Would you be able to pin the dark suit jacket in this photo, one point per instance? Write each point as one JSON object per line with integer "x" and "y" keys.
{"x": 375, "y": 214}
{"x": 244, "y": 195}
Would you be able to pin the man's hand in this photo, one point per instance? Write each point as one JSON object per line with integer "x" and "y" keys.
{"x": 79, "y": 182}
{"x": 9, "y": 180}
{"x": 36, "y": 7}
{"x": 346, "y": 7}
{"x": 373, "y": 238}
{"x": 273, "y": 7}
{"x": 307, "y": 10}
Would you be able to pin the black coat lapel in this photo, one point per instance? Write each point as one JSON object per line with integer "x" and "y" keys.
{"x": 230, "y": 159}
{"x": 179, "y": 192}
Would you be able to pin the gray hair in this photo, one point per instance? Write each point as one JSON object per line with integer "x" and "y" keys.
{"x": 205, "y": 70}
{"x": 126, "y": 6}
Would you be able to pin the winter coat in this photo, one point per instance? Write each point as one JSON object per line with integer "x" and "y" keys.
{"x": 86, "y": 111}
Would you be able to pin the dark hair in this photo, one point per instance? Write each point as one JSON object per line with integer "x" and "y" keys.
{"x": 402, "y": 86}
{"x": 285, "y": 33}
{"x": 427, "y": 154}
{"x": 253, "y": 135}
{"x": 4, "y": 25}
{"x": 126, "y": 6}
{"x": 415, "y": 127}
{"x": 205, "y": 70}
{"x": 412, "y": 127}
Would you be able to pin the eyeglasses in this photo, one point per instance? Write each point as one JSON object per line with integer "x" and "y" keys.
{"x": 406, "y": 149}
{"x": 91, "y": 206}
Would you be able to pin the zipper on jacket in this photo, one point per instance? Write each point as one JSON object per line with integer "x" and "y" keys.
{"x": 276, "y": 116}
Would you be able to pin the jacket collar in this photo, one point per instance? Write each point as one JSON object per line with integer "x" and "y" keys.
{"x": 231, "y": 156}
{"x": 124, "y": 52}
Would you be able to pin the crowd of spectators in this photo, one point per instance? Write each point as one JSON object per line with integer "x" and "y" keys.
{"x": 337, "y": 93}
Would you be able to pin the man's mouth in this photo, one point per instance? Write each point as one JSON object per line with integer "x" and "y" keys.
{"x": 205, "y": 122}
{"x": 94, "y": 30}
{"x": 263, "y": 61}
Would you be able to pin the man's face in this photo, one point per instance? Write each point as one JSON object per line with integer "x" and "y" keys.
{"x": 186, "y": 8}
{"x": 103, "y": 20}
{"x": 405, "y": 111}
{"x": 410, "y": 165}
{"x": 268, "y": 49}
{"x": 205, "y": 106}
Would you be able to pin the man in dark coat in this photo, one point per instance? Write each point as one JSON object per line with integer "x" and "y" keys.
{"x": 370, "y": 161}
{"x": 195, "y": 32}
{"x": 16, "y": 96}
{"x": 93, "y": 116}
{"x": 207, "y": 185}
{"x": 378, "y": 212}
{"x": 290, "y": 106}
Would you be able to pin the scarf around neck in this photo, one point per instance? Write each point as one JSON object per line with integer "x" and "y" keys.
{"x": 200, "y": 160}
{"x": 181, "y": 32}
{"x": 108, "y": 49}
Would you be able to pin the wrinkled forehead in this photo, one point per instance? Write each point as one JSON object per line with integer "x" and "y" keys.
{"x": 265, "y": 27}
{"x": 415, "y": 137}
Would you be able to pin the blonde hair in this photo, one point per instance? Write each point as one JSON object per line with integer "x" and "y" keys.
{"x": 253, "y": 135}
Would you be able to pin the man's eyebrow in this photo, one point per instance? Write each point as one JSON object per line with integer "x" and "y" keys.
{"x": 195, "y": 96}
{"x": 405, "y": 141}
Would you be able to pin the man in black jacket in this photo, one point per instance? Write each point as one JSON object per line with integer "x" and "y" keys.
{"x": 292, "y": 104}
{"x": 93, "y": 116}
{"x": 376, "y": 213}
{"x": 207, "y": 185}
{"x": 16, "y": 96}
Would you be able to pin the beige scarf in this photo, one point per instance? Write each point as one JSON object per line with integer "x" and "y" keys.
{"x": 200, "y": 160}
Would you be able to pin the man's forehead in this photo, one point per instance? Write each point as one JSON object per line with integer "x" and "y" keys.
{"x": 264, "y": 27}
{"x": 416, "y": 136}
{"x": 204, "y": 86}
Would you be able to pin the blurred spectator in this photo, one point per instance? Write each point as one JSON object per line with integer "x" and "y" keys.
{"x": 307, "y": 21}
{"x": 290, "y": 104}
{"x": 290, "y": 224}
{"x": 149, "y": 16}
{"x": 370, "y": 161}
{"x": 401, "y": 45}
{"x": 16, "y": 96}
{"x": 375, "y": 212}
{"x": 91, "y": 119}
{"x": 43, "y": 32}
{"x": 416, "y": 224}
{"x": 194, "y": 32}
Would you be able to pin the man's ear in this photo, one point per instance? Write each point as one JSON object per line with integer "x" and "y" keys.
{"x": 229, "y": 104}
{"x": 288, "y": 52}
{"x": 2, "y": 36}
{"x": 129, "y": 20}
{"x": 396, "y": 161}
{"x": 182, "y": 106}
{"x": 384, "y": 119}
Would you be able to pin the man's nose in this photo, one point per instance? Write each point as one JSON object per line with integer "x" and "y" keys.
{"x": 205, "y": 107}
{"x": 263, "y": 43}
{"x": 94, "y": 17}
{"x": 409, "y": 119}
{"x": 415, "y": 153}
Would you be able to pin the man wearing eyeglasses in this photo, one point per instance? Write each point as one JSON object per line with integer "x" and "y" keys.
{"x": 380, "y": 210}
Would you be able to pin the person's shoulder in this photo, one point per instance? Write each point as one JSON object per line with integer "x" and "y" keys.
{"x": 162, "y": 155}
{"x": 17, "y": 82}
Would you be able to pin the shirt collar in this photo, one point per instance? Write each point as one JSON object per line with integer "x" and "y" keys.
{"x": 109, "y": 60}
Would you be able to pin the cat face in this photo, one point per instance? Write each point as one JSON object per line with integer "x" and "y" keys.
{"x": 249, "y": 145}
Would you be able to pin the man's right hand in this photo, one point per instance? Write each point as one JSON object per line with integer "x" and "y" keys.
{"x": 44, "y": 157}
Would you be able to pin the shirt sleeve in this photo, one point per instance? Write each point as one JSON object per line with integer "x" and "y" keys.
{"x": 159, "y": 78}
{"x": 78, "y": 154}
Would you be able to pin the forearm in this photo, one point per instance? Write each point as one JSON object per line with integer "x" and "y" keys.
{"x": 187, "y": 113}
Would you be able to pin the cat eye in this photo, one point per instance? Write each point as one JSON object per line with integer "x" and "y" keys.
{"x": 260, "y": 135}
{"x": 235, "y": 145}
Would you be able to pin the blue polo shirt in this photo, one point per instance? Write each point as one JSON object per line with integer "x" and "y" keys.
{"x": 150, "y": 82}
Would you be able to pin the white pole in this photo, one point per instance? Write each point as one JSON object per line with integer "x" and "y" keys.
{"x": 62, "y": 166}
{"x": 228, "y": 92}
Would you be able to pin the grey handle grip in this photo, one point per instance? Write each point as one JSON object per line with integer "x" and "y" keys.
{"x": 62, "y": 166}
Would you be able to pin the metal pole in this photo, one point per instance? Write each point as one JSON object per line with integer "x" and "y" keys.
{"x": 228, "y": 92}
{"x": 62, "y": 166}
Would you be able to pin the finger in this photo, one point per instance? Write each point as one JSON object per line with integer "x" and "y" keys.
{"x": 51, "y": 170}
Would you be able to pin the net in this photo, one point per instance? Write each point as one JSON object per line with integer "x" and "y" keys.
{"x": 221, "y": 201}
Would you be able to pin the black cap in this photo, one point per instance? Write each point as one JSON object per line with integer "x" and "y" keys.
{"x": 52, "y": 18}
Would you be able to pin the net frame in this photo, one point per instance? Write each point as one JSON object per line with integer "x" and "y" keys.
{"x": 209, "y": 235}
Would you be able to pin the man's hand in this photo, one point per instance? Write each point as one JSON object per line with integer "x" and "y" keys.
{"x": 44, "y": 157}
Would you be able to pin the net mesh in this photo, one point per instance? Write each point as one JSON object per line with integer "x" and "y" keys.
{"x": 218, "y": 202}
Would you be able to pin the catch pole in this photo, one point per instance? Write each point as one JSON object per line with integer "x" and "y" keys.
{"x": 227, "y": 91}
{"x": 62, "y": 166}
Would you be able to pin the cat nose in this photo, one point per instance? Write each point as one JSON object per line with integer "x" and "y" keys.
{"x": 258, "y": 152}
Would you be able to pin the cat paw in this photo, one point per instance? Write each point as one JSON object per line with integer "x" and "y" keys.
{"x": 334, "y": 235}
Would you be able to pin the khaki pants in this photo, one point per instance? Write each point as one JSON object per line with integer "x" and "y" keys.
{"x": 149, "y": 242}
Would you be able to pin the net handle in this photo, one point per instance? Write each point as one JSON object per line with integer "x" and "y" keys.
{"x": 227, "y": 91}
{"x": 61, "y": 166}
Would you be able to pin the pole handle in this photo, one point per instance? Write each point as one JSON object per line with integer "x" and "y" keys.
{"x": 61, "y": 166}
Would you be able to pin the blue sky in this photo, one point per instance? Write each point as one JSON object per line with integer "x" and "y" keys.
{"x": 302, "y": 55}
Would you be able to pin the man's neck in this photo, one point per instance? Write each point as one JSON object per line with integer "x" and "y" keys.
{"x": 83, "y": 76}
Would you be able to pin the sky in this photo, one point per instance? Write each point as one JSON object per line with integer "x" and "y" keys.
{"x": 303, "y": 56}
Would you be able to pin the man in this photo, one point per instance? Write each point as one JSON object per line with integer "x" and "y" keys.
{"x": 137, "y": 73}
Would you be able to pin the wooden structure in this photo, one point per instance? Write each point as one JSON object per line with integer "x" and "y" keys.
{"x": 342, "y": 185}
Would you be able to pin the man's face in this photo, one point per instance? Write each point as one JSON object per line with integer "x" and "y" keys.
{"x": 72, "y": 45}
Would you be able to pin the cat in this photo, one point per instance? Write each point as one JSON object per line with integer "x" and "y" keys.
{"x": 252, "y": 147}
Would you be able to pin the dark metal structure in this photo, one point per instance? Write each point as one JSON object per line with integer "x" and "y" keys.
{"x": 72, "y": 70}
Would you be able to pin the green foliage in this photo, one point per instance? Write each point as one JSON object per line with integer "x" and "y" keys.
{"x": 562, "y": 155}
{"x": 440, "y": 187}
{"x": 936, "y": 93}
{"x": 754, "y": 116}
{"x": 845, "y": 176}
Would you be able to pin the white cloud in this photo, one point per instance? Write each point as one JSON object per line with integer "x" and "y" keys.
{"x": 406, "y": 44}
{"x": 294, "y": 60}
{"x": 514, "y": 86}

___

> GIVEN INSTRUCTION: Exactly as written, give again every line from the one containing "Would you be able to pin the sky" through the last line of the material above, and no other lines.

> SOLUTION FOR THIS PROBLEM:
Would you be able to pin the sky in this photo, one point per instance? Write each point as one JSON object per line with integer "x" and "y" keys.
{"x": 303, "y": 56}
Would you be able to pin the man in this photo, one point per instance? Write each point as one JSON object per line with integer "x" and "y" keys.
{"x": 137, "y": 73}
Would you be able to pin the wooden structure in this photo, one point per instance? Write each point as one JSON object per line with integer "x" and "y" keys.
{"x": 342, "y": 185}
Would you be able to pin the man's face in this photo, one point per instance? Write each point as one JSON object per line with integer "x" and "y" keys.
{"x": 72, "y": 45}
Would you be able to pin the cat in this photo, one point per instance? Write each point as one JSON object per line with integer "x" and "y" keys.
{"x": 252, "y": 147}
Would you be able to pin the dark metal structure in this photo, one point per instance? Write each point as one JSON object per line with integer "x" and "y" keys.
{"x": 72, "y": 70}
Would you be able to pin the green foliage in this photo, one point per instance? Write each point as one JSON object per line with integer "x" and "y" keys.
{"x": 562, "y": 155}
{"x": 440, "y": 187}
{"x": 936, "y": 93}
{"x": 754, "y": 116}
{"x": 845, "y": 176}
Would you be able to pin the white cloud in this photo, one point per instance? Write each point as one JSON object per line with integer "x" and "y" keys.
{"x": 406, "y": 44}
{"x": 294, "y": 60}
{"x": 514, "y": 86}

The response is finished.